Richiesta A
Trascrivi senza alcuna modifica un passo del testo sull'aereo scomparso della Malaysia Airlines: parti dalle parole "Il giornale taiwanese" e fermati dopo le parole "o in Mongolia.".
Richiesta B
Prosegui il testo sull'aereo scomparso della Malaysia Airlines, cominciando subito dopo la sua ultima frase.

Estratto della pagina

D’altra parte, nessun gruppo terroristico ha rivendicato l’azione, esclusa una sconosciutissima “Brigata Cinese dei Martiri”, presto liquidata come una bufala da autorità e media. Delle voci su internet hanno però continuato ad avanzare l’ipotesi del terrorismo uiguro, cui Pechino ha attribuito un attacco con dei machete a Kunming, nel sud-ovest della Cina, il primo marzo scorso.
Esasperato dalle continue accuse di terrorismo, il presidente dell’American Uyghur Association, Alim Seytoff, ha chiesto di smettere di utilizzare gli uiguri come capro espiatorio. Due terzi delle persone a bordo del volo erano cinesi, ma nessuno di loro pare fosse di etnia uigura. Martedi l’ambasciatore cinese in Malesia, sulla base delle informazioni raccolte sui cinesi dispersi, ha escluso la responsabilità di uno di loro nell’ipotetico dirottamento.
Resta la possibilità di un colpo di testa di qualcuno a bordo, oppure il suicidio del pilota o del co-pilota. Le abitazioni di questi ultimi a Kuala Lumpur sono state perlustrate dalla polizia, in cerca d’indizi, ma senza successo.
Secondo le ultime informazioni, l’ultimo messaggio dall’aereo sarebbe stato un semplice “All right, good night”. Poco prima sarebbe stato spento il sistema di localizzazione del velivolo, chiamato “ACARS”. Da chi? Non si sa, ma probabilmente qualcuno con una certa conoscenza tecnica.
A quel punto l’aereo avrebbe invertito la sua rotta dirigendosi verso nord-ovest e, stando ai segnali satellitari, avrebbe volato per altre sette ore. Al momento le indagini si concentrano su due rotte possibili: una a nord, tra il Kazakistan e la Thailandia, l’altra a sud, tra l’Indonesia e l’Oceano Indiano.
Una tale massa d’informazioni, conferme e smentite ha alimentato in molti la sfiducia nei confronti delle autorità. La Malaysia Airlines è stata fin da subito oggetto di critiche per il ritardo con il quale ha comunicato la scomparsa dell’aereo.
La Cina ha moltiplicato le pressioni sul governo malesiano chiedendo maggiori sforzi e informazioni più accurate. Dalle pagine del Quotidiano del Popolo, un articolo intitolato “La vita di 239 persone non tollera negligenze né egoismi”, critica il ritardo della Malesia nella comunicazione di informazioni vitali, ma anche degli Stati Uniti e delle ditte Boeing e Rolls-Royce, produttrici del velivolo e del motore.
Il giornale taiwanese China Times cita addirittura, sotto anonimato, un ufficiale malesiano, secondo cui la Malesia avrebbe rivelato con una settimana di ritardo il cambiamento di rotta dell’aereo, pur essendone stata al corrente fin dall’inizio. Il velivolo, continua l’ufficiale anonimo, potrebbe trovarsi ora in Somalia o in Mongolia.

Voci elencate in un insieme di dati

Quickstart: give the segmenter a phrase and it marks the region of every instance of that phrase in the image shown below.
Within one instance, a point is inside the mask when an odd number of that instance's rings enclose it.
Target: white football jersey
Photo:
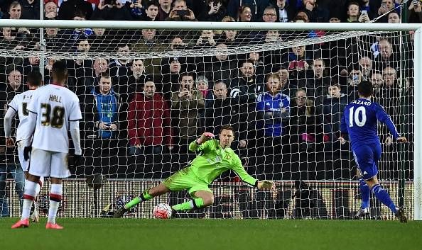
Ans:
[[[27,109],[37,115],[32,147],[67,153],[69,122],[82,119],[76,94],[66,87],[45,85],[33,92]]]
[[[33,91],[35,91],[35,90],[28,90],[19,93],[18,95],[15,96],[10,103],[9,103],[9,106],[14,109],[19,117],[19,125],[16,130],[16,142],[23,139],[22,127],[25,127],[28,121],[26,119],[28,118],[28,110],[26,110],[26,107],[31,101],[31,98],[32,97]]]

Risultato A
Il giornale taiwanese China Times cita addirittura, sotto anonimato, un ufficiale malesiano, secondo cui la Malesia avrebbe rivelato con una settimana di ritardo il cambiamento di rotta dell’aereo, pur essendone stata al corrente fin dall’inizio. Il velivolo, continua l’ufficiale anonimo, potrebbe trovarsi ora in Somalia o in Mongolia.

Risultato B
Alcuni utenti di Twitter hanno commentato queste critiche incrociate. George Chen, giornalista del South China Morning Post, si lamenta in un tweet del fatto che “L’Asia è più divisa dopo l’#MH370. La Cina accusa la Malesia d’inefficienza e gli Stati Uniti di non condividere le informazioni.”
Secondo l’agenzia Reuters, anche alcuni ufficiali americani avrebbero criticato il governo malesiano per non aver ancora chiesto aiuto all’FBI, che ha già esperienza in questo tipo di ricerche.
In un articolo su Boxun, sito d’informazione in cinese basato negli Stati Uniti, si afferma che il volo scomparso avrebbe fornito agli USA un’occasione non comune per rafforzare i legami col Giappone, la Corea del Sud, l’Australia e gli altri paesi, per gestire appropriatamente le relazioni con la Cina e per usare soft e hard power dimostrando alle nazioni della zona Asia Pacifico il ruolo insostituibile degli Stati Uniti.
“Gli USA non solo hanno dimostrato di essere i soli ad avere le tecnologie di ricerca e di salvataggio più avanzate, ma anche di essere ben più avanti degli altri nelle capacità d’intelligence: quante notizie sicure e confermate sono state fornite da media e ufficiali non americani?” si domanda retoricamente l’autore, Yang Hengjun.
“Quando succedono delle disgrazie,” continua Yang, “le forze degli Stati e il gioco delle parti tra di loro emergono più chiaramente. […] Una grande potenza con delle responsabilità deve essere coinvolta più intensamente degli altri negli affari locali e internazionali, per mostrare al mondo intero il senso e la necessità della sua esistenza.”
Davvero gli Stati Uniti – o forse la Cina, la Malesia o un altro dei ben 26 paesi che oramai partecipano alle indagini – stanno cogliendo questa opportunità?
Il proliferare di teorie del complotto intorno alla scomparsa dell’aereo, in parte inevitabile, può anche essere letto come il segno di una sfiducia nei confronti delle risposte date dalle autorità.
L’utente Twitter Song Ma scrive: “Non sono un amante delle teorie della cospirazione, ma la scomparsa dell’aereo della Malaysia Airlines è diventata così strana che non posso non pensare che qualcuno o alcuni non abbiano detto la verità.”
L’internauta Wen Yunchao avanza l’ipotesi di negoziazioni in corso tra i dirottatori e il governo malesiano, in cui i terroristi richiederebbero la rivelazione dei retroscena del caso Anwar Ibrahim, condannato qualche giorno prima a cinque anni di prigione per sodomia. Anwar è il leader dell’opposizione in Malesia e nelle ultime elezioni, a maggio scorso, ha dato del filo da torcere alla coalizione del primo ministro Najib Razak, al potere da 56 anni.
Un’altra teoria riguarda la presenza a bordo di venti impiegati del gruppo Freescale, che commercializza dei prodotti di alta tecnologia per la difesa: radar, missili e strumenti di comunicazione di guerra. L’aereo potrebbe essere stato dirottato verso un paese desideroso di appropriarsi di tali tecnologie, come la Corea del Nord.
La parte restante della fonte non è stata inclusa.